* _Exercise goal_
Could you copy the lines below exactly, leaving none out?

Stored entries:
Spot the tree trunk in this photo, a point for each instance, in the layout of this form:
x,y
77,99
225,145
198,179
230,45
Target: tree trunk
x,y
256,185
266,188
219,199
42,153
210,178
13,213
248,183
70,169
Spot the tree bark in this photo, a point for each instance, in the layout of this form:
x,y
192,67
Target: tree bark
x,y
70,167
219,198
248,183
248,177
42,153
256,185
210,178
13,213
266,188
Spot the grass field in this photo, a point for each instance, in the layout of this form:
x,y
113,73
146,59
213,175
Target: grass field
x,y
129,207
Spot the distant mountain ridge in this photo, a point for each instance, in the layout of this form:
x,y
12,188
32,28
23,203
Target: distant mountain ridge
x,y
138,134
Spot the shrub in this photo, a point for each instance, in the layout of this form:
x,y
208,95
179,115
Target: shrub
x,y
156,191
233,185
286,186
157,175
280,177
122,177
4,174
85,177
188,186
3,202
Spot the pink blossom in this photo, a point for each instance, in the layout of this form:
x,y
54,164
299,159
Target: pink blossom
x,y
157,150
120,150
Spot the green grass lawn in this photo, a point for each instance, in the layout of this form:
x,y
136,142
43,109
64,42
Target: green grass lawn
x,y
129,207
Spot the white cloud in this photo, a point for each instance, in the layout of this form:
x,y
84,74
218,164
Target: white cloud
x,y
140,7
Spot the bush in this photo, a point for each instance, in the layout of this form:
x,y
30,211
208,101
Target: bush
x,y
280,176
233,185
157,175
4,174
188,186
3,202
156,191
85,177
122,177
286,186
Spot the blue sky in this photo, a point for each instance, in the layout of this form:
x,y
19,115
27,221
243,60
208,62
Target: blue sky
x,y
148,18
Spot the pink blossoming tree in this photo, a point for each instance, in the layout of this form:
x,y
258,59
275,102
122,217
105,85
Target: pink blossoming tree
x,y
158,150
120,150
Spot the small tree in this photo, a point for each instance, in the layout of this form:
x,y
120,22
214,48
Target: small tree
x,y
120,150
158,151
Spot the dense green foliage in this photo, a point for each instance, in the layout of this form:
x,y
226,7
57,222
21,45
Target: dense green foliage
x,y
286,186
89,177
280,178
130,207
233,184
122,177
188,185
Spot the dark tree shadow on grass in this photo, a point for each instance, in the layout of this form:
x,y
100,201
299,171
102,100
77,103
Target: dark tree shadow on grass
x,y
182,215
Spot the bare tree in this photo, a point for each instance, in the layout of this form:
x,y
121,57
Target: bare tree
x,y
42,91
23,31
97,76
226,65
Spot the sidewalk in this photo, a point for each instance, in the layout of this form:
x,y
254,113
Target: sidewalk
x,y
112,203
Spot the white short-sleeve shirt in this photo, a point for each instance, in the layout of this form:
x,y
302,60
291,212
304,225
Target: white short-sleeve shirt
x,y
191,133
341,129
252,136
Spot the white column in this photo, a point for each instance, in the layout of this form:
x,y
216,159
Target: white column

* _Answer box_
Spot the tree trunk in this photo, a point for each instance, in the layout of this form:
x,y
77,99
225,145
198,179
230,45
Target: tree trunk
x,y
256,185
266,188
219,199
42,153
210,178
13,213
248,183
70,169
Spot the tree bark in this photo, a point for each instance, in the layout of this form:
x,y
192,67
Target: tree bark
x,y
70,167
219,198
248,183
248,177
42,153
256,185
210,178
13,213
266,188
Spot the grass field in this photo, a point for each instance, in the layout of this form:
x,y
113,73
146,59
213,175
Target: grass field
x,y
129,207
Spot the distant mountain ridge in this photo, a point for each instance, in the layout of this form:
x,y
12,188
32,28
23,203
Target: distant mountain ridge
x,y
138,134
Spot the shrub in this photo, a point for each instance, in the layout of this form:
x,y
208,95
179,115
Target: shrub
x,y
156,191
233,185
286,186
157,175
280,177
122,177
4,174
85,177
188,186
3,202
Spot the pink blossom in this photo, a point for each instance, in the layout of this form:
x,y
54,164
299,159
Target: pink blossom
x,y
157,150
120,150
Spot the green grass lawn in this photo, a point for each instance, in the layout of this form:
x,y
136,142
43,109
64,42
Target: green grass lawn
x,y
129,207
Spot the white cloud in this photo, a point for each instance, in the layout of this form:
x,y
84,74
218,164
Target: white cloud
x,y
140,7
Spot the bush in this photo, a point for each instance, in the layout of this form:
x,y
30,211
208,101
Target: bush
x,y
280,176
233,185
157,175
4,174
188,186
3,202
156,191
85,177
122,177
286,186
Spot the blue sky in this photo, a point for each instance, in the layout of this form:
x,y
19,115
27,221
243,60
208,62
Target: blue sky
x,y
148,18
Spot the pink blossoming tree in this photo, a point for each instance, in the layout of this form:
x,y
258,59
275,102
122,217
105,85
Target: pink blossoming tree
x,y
158,150
120,150
Spot the small tree in this photo, a point for each instance, in the layout of this form:
x,y
120,22
214,48
Target: small tree
x,y
120,150
158,151
Spot the dense green foliage in this photo, a point for each instance, in the layout of this form:
x,y
226,7
57,222
21,45
Target: dense green foliage
x,y
286,186
89,177
280,178
130,207
233,184
122,177
188,185
Spot the dark tree shadow on grass in this photo, a point for each instance, in the layout of this form:
x,y
100,201
299,171
102,100
77,103
Target: dark tree shadow on grass
x,y
182,215
Spot the bare tree in this photo, a point for each instance, in the layout of this form:
x,y
121,57
Target: bare tree
x,y
42,91
23,31
97,76
226,65
Spot the sidewalk in this photo, a point for each instance, in the layout of this form:
x,y
254,113
Target: sidewalk
x,y
112,203
Spot the white short-sleeve shirt in this photo, a point for each instance, in the layout of this form:
x,y
302,60
291,212
304,225
Target: white short-sleeve shirt
x,y
191,133
341,129
252,136
Spot the white column in this photo, a point for each instance, in the layout of this form:
x,y
216,159
Target: white column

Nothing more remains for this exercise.